**Problem**
Below is a set of entries. Reproduce exactly the lines from the one containing "For every instance of the man's black" through the end, both included.

======== Material to process ========

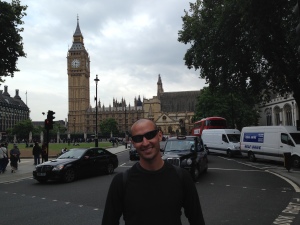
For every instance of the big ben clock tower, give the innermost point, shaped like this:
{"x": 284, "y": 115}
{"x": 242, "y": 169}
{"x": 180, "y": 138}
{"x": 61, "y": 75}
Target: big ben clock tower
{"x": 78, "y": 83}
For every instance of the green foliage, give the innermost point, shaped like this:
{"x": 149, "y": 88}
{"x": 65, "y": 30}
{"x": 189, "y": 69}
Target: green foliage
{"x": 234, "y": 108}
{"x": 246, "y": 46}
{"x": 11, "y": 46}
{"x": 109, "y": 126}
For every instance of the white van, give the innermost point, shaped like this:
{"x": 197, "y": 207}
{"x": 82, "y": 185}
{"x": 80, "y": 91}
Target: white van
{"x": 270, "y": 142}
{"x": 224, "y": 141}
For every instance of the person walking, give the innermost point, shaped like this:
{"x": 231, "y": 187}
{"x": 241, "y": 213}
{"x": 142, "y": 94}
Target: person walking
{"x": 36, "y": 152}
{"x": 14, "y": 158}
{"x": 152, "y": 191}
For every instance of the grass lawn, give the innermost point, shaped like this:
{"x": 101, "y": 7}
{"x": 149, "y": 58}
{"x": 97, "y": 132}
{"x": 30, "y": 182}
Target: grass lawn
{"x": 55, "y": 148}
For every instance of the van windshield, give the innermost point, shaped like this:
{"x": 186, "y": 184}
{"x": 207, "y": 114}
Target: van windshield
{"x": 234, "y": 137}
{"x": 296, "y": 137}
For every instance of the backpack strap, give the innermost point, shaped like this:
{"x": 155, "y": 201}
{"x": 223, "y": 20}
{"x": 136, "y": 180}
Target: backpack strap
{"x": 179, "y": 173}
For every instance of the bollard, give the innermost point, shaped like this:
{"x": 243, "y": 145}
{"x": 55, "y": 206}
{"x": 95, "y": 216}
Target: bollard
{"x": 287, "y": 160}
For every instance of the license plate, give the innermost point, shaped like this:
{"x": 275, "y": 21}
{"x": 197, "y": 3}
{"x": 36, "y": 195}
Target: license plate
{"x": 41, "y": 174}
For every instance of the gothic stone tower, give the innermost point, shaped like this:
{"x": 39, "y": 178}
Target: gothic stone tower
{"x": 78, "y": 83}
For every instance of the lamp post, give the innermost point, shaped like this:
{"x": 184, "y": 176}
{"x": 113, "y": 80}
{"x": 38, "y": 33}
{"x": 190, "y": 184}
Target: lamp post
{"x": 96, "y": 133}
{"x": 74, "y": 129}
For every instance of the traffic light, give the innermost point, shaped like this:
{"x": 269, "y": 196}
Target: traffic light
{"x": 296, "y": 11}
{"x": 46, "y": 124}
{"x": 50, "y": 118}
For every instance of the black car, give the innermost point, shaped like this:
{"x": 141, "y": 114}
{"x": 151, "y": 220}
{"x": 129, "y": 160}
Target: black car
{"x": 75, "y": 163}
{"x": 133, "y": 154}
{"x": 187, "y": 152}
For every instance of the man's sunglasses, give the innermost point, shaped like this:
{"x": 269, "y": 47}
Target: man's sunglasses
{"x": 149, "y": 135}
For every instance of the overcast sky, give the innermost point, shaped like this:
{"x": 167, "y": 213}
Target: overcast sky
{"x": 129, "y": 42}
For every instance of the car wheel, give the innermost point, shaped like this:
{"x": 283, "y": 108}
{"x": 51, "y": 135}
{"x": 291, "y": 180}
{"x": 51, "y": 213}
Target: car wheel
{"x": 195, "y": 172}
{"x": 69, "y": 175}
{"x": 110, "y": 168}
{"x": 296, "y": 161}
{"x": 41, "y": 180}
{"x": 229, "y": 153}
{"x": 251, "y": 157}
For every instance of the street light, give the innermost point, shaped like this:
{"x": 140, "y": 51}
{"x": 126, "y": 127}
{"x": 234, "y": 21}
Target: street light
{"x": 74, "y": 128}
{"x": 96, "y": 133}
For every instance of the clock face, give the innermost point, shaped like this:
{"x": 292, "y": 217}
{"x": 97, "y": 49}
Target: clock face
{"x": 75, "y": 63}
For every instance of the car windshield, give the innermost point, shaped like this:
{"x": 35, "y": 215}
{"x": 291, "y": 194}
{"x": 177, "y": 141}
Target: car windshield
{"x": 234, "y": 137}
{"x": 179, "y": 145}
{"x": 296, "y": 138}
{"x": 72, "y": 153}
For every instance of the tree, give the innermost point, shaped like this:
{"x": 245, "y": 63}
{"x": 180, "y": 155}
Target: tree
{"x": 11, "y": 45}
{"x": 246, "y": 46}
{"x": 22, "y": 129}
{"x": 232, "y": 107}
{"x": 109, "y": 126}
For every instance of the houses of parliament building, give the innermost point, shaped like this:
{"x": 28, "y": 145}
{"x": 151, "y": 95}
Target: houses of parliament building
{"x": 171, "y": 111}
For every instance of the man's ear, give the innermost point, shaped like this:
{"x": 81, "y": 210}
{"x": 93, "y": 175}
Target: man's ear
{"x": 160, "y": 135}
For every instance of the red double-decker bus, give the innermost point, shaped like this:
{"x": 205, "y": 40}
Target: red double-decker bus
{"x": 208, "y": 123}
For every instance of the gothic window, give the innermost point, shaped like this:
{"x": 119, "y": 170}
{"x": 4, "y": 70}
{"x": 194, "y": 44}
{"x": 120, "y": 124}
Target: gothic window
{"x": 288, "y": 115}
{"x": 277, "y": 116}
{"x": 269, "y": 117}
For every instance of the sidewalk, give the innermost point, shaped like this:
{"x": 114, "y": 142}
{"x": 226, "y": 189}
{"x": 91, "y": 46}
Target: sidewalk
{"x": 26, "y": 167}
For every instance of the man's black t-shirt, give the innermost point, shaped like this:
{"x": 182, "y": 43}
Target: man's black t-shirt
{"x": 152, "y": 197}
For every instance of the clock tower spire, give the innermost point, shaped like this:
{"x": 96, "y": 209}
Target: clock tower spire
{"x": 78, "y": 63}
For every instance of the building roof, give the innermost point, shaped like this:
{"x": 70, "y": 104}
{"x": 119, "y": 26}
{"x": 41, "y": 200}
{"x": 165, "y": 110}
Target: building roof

========

**Solved exercise**
For every instance of the man's black t-shirt, give the innermost point, shaped like this:
{"x": 182, "y": 43}
Target: man's black t-shirt
{"x": 152, "y": 197}
For every instance of the clock tower spire, give the innermost point, shaped like this:
{"x": 96, "y": 209}
Target: clock tower spire
{"x": 78, "y": 63}
For every instance of the building roof, give the innermost point, shaped like this:
{"x": 70, "y": 104}
{"x": 119, "y": 26}
{"x": 41, "y": 200}
{"x": 165, "y": 110}
Target: building roof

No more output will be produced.